* [Using the information]
A: In the text on managing network configurations, how many variable substitutions occur for every router configuration?
B: Reproduce the text on managing network configurations from "My day to day" up to and including "for our business.".

* [Page extract]
☆ ☆ ☆ ☆ ☆

I’m a network designer and the tools I’ve written manage 700+ networks for one company.  Each of these networks contain a Cisco router (various models), between two and six Cisco switches (mostly various 2960 models), and a CheckPoint UTM.  Altogether, it’s over 3000 switches.  We have heard hints from management that we are growing to around 1000-1100 sites in the near future.  With our network design, expanding to that many sites will be almost effortless.

My day to day job involves a lot of configurations and a lot of data.  We don’t use any software from Cisco or any 3rd party to manage our configurations.  The tools that generate and manage the configurations were all written by me.  I have not yet seen a piece of COTS software that can manage router & switch configurations in a manner suitable for our business.

Generating Configurations

Each device config is generated from a template.  Most hardware models have a unique template.  These templates contain placeholders for items that are unique for each location.  Various database tables track these unique values, and my tools drop the right values in the right spot.

In the case of the routers, these templates are almost 1000 lines of commands.  Routers have very complex configurations and the widest range of variables.  Over 125 variable substitutions occur for every router configuration.

☆ ☆ ☆ ☆ ☆

* [Excerpted records]
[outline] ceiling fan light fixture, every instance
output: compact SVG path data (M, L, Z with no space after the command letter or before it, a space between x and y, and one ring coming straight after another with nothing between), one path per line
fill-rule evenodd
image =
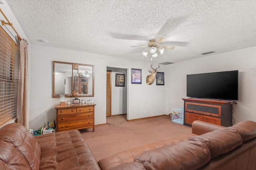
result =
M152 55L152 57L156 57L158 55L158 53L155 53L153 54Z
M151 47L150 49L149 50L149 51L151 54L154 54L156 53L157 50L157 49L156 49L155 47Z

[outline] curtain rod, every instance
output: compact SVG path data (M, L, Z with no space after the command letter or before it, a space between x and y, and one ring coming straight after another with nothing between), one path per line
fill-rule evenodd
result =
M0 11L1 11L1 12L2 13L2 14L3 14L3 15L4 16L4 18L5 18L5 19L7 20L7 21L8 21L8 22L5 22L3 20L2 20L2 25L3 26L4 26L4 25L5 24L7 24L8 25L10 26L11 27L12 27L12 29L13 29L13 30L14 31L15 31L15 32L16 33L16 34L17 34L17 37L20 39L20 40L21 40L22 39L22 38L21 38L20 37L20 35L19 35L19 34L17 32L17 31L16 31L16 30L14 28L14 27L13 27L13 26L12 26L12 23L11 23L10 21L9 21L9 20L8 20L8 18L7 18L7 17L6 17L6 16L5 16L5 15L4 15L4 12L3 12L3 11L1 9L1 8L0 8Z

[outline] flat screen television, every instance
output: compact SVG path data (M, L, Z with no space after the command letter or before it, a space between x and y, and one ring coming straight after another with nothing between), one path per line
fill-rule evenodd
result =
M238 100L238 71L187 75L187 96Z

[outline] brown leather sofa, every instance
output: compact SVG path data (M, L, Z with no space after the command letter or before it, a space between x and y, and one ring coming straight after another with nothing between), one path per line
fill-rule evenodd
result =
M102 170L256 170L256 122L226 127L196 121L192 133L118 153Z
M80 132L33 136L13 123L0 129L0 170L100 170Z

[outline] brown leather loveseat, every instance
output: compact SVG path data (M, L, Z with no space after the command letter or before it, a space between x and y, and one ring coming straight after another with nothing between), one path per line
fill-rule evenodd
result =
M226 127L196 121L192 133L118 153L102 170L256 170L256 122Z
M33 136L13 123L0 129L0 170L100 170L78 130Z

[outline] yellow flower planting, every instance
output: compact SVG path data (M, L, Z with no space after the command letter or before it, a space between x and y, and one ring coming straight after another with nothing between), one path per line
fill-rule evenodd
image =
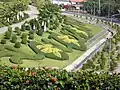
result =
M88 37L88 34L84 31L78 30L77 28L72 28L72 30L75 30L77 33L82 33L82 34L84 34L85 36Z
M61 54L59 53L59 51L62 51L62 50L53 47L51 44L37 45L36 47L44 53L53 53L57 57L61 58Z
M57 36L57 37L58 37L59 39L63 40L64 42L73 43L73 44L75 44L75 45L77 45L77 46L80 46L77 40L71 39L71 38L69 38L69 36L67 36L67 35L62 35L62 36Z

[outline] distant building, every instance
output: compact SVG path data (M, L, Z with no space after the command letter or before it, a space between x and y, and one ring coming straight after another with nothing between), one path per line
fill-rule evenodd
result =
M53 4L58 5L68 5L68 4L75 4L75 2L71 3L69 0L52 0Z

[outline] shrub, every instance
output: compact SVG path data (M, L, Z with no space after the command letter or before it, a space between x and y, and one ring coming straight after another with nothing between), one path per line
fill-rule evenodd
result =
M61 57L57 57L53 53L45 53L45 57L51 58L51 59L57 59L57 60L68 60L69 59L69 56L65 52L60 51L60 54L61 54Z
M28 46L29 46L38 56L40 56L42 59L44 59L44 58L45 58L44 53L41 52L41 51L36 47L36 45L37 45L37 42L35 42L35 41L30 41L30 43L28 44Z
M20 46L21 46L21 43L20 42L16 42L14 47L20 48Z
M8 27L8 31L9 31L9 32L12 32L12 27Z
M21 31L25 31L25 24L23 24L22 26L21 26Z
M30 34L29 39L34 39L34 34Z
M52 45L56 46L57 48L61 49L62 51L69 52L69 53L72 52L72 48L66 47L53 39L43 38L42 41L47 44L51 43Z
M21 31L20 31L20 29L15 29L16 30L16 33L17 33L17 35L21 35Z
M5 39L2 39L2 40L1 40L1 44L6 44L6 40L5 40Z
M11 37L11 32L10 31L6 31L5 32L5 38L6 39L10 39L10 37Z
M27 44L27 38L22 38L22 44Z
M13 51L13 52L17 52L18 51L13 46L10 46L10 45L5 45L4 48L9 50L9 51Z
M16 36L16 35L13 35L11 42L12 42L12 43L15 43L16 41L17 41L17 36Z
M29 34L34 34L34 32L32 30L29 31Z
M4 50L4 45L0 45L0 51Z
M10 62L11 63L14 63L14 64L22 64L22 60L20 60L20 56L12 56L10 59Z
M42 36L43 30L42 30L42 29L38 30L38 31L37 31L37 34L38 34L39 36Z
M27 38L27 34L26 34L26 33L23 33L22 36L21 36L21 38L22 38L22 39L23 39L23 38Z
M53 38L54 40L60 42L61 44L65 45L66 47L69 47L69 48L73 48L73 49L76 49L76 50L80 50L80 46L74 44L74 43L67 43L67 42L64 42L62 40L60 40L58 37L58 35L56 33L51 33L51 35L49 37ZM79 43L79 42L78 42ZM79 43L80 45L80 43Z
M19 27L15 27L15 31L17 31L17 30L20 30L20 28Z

☆ ☆ ☆ ☆ ☆

* [Solution list]
A: Over 125.

B:
My day to day job involves a lot of configurations and a lot of data.  We don’t use any software from Cisco or any 3rd party to manage our configurations.  The tools that generate and manage the configurations were all written by me.  I have not yet seen a piece of COTS software that can manage router & switch configurations in a manner suitable for our business.